GOAL OF THE EXERCISE
Reproduce the full listing that appears beneath this instruction exactly.

######

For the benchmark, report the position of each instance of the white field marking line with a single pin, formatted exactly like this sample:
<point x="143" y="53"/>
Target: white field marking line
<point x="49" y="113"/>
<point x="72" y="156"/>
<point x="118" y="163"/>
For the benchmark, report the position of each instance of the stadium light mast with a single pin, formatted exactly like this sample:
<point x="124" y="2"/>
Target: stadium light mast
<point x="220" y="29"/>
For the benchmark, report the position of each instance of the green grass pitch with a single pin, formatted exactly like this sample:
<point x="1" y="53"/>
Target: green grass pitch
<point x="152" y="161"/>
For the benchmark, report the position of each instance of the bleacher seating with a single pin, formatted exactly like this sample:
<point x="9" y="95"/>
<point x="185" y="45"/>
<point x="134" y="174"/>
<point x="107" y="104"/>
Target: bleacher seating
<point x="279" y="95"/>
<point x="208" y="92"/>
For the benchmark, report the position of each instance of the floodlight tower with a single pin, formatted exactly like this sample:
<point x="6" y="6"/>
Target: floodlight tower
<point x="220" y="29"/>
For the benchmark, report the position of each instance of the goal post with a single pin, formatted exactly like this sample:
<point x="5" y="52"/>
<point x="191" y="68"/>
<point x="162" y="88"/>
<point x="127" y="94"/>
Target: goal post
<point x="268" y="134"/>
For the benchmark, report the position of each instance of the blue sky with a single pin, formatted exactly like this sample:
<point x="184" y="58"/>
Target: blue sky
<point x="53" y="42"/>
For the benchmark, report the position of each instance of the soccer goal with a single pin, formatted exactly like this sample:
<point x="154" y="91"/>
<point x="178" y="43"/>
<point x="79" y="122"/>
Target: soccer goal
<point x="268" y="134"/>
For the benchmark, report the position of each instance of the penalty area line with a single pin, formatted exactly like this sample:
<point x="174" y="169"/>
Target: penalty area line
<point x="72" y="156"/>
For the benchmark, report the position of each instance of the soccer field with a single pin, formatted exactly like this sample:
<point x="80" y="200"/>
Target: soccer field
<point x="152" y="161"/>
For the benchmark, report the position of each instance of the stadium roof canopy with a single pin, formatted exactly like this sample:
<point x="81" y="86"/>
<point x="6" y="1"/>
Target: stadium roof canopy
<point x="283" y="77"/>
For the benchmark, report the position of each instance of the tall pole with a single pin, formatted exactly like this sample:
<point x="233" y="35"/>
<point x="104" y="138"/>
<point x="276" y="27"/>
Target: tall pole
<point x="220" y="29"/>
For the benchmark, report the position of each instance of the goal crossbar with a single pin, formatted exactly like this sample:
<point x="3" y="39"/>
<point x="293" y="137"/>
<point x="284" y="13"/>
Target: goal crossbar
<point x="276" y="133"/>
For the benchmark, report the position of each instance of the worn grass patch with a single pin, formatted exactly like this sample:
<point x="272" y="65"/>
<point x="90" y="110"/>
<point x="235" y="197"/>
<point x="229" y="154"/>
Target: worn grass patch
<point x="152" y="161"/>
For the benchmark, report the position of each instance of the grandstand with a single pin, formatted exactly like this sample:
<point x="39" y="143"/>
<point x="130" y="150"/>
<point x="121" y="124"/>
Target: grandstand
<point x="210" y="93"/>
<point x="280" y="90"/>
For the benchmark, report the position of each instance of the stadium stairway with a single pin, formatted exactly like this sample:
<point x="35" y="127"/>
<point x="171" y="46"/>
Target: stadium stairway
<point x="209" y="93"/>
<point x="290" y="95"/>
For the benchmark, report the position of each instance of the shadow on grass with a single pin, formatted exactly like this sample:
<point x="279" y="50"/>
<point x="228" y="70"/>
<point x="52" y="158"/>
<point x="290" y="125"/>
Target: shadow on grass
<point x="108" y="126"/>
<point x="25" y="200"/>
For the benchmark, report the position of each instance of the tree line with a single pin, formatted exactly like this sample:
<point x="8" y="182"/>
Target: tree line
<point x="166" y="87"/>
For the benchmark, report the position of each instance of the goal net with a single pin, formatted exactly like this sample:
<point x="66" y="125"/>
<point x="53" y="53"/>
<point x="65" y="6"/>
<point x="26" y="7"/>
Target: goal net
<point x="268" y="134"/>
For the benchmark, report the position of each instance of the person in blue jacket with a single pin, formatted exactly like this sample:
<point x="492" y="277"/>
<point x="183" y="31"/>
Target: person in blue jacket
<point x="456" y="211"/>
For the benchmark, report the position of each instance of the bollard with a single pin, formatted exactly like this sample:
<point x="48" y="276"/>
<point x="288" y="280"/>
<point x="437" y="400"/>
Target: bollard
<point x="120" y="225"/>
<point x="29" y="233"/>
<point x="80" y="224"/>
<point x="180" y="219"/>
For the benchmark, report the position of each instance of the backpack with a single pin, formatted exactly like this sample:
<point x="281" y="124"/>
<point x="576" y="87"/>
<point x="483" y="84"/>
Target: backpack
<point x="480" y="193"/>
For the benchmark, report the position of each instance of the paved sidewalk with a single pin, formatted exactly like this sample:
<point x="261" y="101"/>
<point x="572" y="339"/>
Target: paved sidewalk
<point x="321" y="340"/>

######

ANSWER TO THIS EXERCISE
For the benchmark, report the position of each instance of the white field marking line with a single pin, formatted exactly like this sample:
<point x="143" y="53"/>
Target: white field marking line
<point x="49" y="113"/>
<point x="72" y="156"/>
<point x="118" y="163"/>
For the benchmark, report the position of each instance of the stadium light mast with a single pin, formatted exactly like this sample:
<point x="124" y="2"/>
Target: stadium light mast
<point x="220" y="29"/>
For the benchmark, report the position of each instance of the green grass pitch with a single pin, formatted exactly like this sample:
<point x="1" y="53"/>
Target: green grass pitch
<point x="152" y="161"/>
For the benchmark, report the position of each instance of the bleacher seating with a single pin, formatted exactly like this sample:
<point x="9" y="95"/>
<point x="185" y="45"/>
<point x="134" y="174"/>
<point x="107" y="104"/>
Target: bleacher seating
<point x="279" y="95"/>
<point x="208" y="92"/>
For the benchmark, report the position of each instance of the floodlight tower with a single pin, formatted exactly like this sample:
<point x="6" y="6"/>
Target: floodlight tower
<point x="220" y="29"/>
For the benchmark, report the position of each instance of the goal post with a single pin, formatted exactly like this sample:
<point x="5" y="52"/>
<point x="191" y="68"/>
<point x="162" y="88"/>
<point x="127" y="94"/>
Target: goal post
<point x="268" y="134"/>
For the benchmark, report the position of each instance of the blue sky with a single pin, formatted exactly like this sample:
<point x="184" y="58"/>
Target: blue sky
<point x="53" y="42"/>
For the benchmark, report the position of each instance of the soccer goal with a single pin, formatted exactly like this sample:
<point x="154" y="91"/>
<point x="178" y="43"/>
<point x="79" y="122"/>
Target: soccer goal
<point x="268" y="134"/>
For the benchmark, report the position of each instance of the penalty area line with a single pin, formatted exactly like this sample:
<point x="174" y="169"/>
Target: penalty area line
<point x="72" y="156"/>
For the benchmark, report the position of each instance of the soccer field with a single pin, formatted exactly like this sample:
<point x="80" y="200"/>
Target: soccer field
<point x="152" y="161"/>
For the benchmark, report the position of each instance of the stadium roof canopy with a single pin, formatted exactly like this sample:
<point x="81" y="86"/>
<point x="6" y="1"/>
Target: stadium roof canopy
<point x="283" y="77"/>
For the benchmark, report the position of each instance of the tall pole with a single pin, formatted exactly like this sample:
<point x="233" y="35"/>
<point x="104" y="138"/>
<point x="276" y="27"/>
Target: tall pole
<point x="220" y="29"/>
For the benchmark, report the position of each instance of the goal crossbar with a single pin, formatted exactly like this sample:
<point x="3" y="39"/>
<point x="293" y="137"/>
<point x="284" y="13"/>
Target: goal crossbar
<point x="276" y="133"/>
For the benchmark, report the position of each instance of the worn grass patch with a single pin, formatted exactly like this sample:
<point x="272" y="65"/>
<point x="90" y="110"/>
<point x="235" y="197"/>
<point x="229" y="154"/>
Target: worn grass patch
<point x="152" y="161"/>
For the benchmark, report the position of each instance of the grandstand with a single pin, formatted exactly like this sample:
<point x="39" y="143"/>
<point x="130" y="150"/>
<point x="121" y="124"/>
Target: grandstand
<point x="210" y="93"/>
<point x="280" y="90"/>
For the benchmark, report the position of each instance of the stadium stairway with a single pin, formatted exactly like this sample:
<point x="35" y="127"/>
<point x="171" y="46"/>
Target: stadium stairway
<point x="209" y="93"/>
<point x="290" y="95"/>
For the benchmark, report the position of each instance of the shadow on grass with a single pin, formatted exactly like this sample:
<point x="279" y="50"/>
<point x="228" y="70"/>
<point x="52" y="158"/>
<point x="290" y="125"/>
Target: shadow on grass
<point x="108" y="126"/>
<point x="25" y="200"/>
For the benchmark, report the position of each instance of the tree line with a single pin, formatted exactly like this sample:
<point x="8" y="182"/>
Target: tree line
<point x="166" y="87"/>
For the benchmark, report the position of each instance of the goal net with a single pin, formatted exactly like this sample:
<point x="66" y="125"/>
<point x="53" y="53"/>
<point x="65" y="6"/>
<point x="26" y="7"/>
Target: goal net
<point x="268" y="134"/>
For the benchmark, report the position of each instance of the person in blue jacket with a single pin, formatted exactly like this sample:
<point x="492" y="277"/>
<point x="183" y="31"/>
Target: person in blue jacket
<point x="456" y="211"/>
For the benchmark, report the position of each instance of the bollard with a single pin, formatted exactly like this sample:
<point x="48" y="276"/>
<point x="288" y="280"/>
<point x="437" y="400"/>
Target: bollard
<point x="120" y="225"/>
<point x="29" y="233"/>
<point x="80" y="224"/>
<point x="180" y="219"/>
For the benchmark, report the position of each instance of the backpack with a single pin, formatted exactly like this sample:
<point x="281" y="124"/>
<point x="576" y="87"/>
<point x="483" y="84"/>
Target: backpack
<point x="480" y="193"/>
For the benchmark, report the position of each instance of the paved sidewalk with a single pin, formatted exactly like this sample:
<point x="261" y="101"/>
<point x="572" y="339"/>
Target: paved sidewalk
<point x="321" y="340"/>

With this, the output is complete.